About this task
Write out each line below precisely, passing over the pictures.

Records shown
▼

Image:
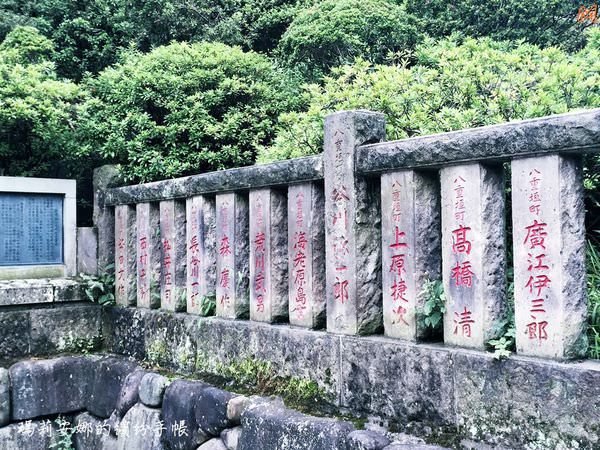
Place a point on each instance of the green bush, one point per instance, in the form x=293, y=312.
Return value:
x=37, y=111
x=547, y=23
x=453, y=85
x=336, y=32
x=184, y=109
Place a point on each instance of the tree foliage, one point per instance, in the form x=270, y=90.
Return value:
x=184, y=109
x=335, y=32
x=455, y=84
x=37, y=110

▲

Answer to this exercise
Image:
Place a point on each instance of the green bush, one point per instance, in the form x=293, y=312.
Return value:
x=37, y=111
x=547, y=23
x=453, y=85
x=336, y=32
x=184, y=109
Place a point on each instance of the tree foliage, one point per instance, in the form x=270, y=90.
Return value:
x=184, y=109
x=335, y=32
x=455, y=84
x=37, y=110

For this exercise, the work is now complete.